#### [Goal of the exercise]
Output all records precisely as written.

::: Dataset records :::

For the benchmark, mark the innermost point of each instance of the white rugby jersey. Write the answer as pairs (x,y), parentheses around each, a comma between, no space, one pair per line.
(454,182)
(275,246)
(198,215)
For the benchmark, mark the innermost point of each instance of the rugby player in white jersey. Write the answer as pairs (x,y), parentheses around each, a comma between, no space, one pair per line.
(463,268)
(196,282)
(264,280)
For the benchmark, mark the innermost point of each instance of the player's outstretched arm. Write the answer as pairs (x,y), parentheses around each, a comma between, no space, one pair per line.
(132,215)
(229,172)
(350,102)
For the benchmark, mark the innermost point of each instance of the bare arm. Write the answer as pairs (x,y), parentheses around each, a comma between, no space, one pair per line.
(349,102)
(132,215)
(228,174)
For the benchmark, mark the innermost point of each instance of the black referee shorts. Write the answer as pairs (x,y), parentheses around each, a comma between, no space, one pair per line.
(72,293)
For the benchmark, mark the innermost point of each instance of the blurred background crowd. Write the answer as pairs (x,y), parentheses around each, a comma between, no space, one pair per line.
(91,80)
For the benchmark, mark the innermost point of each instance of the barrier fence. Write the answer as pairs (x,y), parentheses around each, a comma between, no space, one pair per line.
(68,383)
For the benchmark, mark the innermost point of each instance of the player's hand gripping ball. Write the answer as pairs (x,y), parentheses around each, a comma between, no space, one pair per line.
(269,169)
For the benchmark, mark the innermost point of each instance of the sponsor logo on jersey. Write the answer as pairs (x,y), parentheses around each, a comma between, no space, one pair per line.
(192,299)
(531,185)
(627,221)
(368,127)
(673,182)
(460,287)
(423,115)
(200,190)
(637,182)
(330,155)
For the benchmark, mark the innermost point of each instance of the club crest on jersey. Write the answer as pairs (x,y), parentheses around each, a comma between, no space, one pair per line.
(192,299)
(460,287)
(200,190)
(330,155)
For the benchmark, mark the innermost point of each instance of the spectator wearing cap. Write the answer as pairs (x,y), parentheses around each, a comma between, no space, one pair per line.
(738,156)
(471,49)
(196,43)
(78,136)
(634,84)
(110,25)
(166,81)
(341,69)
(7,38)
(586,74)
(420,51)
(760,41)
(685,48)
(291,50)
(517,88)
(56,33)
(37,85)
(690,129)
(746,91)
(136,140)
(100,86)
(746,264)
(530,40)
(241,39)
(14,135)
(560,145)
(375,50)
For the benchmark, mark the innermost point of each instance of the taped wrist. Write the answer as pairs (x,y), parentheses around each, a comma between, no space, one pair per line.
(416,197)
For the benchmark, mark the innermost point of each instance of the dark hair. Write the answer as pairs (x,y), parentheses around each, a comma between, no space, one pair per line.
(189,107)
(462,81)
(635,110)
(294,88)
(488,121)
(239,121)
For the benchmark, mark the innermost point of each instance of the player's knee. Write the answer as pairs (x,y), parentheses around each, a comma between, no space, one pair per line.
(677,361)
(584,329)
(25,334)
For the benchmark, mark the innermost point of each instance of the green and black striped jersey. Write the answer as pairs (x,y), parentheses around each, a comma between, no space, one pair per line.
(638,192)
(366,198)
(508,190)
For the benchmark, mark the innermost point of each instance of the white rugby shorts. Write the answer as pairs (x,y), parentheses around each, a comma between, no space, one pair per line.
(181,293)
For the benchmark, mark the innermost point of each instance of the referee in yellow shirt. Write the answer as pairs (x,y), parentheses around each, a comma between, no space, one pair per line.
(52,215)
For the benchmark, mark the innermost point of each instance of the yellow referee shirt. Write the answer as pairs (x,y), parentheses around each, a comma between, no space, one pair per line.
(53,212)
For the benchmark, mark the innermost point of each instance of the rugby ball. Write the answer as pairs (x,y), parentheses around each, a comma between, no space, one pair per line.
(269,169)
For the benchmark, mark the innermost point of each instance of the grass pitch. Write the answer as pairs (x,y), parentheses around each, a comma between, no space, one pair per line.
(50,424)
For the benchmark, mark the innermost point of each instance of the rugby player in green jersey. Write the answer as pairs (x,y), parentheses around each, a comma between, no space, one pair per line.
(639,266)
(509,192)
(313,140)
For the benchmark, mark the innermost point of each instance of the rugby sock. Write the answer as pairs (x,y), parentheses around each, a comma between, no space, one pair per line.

:::

#### [Answer]
For the benchmark, mark the innermost point of each instance of the white rugby jersey. Write the answer as pairs (x,y), parentheses around each, a comma between, no space, one pair per line.
(454,182)
(275,246)
(198,215)
For the benchmark, mark the innermost point of each instance of the rugby player in white jersey. Write the answer as pairs (x,y), parentheses around each, a comma between, no space, one pair per line.
(463,268)
(196,282)
(264,280)
For the benchmark, mark the innermost point of each instance of the player's outstretched arm. Write the answer as pairs (x,y), parentheses around each, a comma between, no space, one pair per line.
(132,215)
(229,172)
(350,102)
For the benchmark, mark the innermost point of each instance of the bare arm. Write the answer as pairs (x,y), parentheses around each, a comma between, no space, one pair per line.
(349,102)
(132,215)
(228,174)
For the benchmark, mark the innermost point of each instance of the black referee shorts. Write the answer as pairs (x,y), parentheses around each, a comma between, no space, one pair per line.
(72,293)
For the benchmark, mark the innermost point of each instance of the blurred background crowd. Write the answer as pairs (x,y), parentheses around each, a comma between, no space, one pair per line.
(91,80)
For the benchmark, mark the innermost point of each instance of the barrier fence. Write the answer as pairs (x,y), parentheses around each, a comma between, no space, one pair per line.
(68,383)
For the benchmark, mark the innermost point of each instance of the player's hand gripping ball. Write the answer as pairs (x,y), parentheses around each, a comma between, no space, one pair per line.
(269,169)
For the benchmark, mark the innermost point of each instance of the sponsor logo on jersey. Write the answer as pairs (x,y), parentheses around each, a comma between, no space, one pair per line.
(192,299)
(531,185)
(627,221)
(368,127)
(673,182)
(460,287)
(423,115)
(200,190)
(637,182)
(330,155)
For the benchmark, mark the innermost point of each instance of the club crest on jersey. Write the answer as pairs (x,y), parentheses around each, a comma between, no space, one pair per line.
(192,299)
(460,287)
(200,190)
(330,155)
For the benchmark, mark the innermost point of each instance of the spectator wearing cap. Write the answer as pairs (x,y), parentheses around each, a comma between, no space, one pair per line.
(738,156)
(471,49)
(196,43)
(78,136)
(634,84)
(110,25)
(166,81)
(341,69)
(7,38)
(586,74)
(420,51)
(760,41)
(685,48)
(291,50)
(517,88)
(56,33)
(37,85)
(690,129)
(746,91)
(136,140)
(100,86)
(746,264)
(530,40)
(241,39)
(14,135)
(560,145)
(375,50)
For the benchmark, mark the innermost point of each instance of the taped wrist. Write the answer as pairs (x,y), parentheses around each, a comma between, no space, one pair per line.
(416,197)
For the benchmark, mark the innermost point of each instance of the dark hair. Write the answer as pairs (x,y), parentheses around each, a comma between, no space, one pair per line.
(189,107)
(462,81)
(635,110)
(294,88)
(488,121)
(239,121)
For the benchmark, mark the innermost point of each instance of the player's knee. Write the answer as pairs (x,y), parentheses around each, a comma between, no space, one pair per line.
(677,361)
(584,329)
(25,334)
For the benchmark, mark the innermost point of each instance of the green and black striped jersey. Write the answer as pairs (x,y), parentheses around each, a comma between, no space, one pair per line.
(638,192)
(366,198)
(508,190)
For the benchmark, mark the innermost point of each instance of the white rugby shorts. Write the answer as pairs (x,y), parentheses around each, a comma between, no space, one pair per line.
(181,293)
For the benchmark, mark the innermost point of each instance of the referee in yellow shirt. Write the answer as pairs (x,y), parentheses around each, a comma between, no space, one pair per line.
(52,215)
For the benchmark, mark the innermost point of each instance of the yellow referee shirt. Write the answer as pairs (x,y), parentheses around each, a comma between, no space, one pair per line.
(53,212)
For the benchmark, mark the innermost point of each instance of the rugby ball. Write the answer as pairs (x,y), parentheses around each, a comma between, no space, one pair per line.
(269,169)
For the benchmark, mark the innermost point of each instance of the grass pitch. Write the answer as pairs (x,y), parentheses around each, a comma between, no space, one pair per line.
(50,424)
For the benchmark, mark the innermost point of each instance of the rugby player in green jersey. Write the answer as pairs (x,y), parentheses around each, a comma between, no space, one pair per line.
(639,266)
(509,192)
(313,140)
For the benchmark, mark the innermost point of each instance of the rugby sock. Write the answer as pairs (x,y), parentheses around each, a comma between, no space, one pair per line.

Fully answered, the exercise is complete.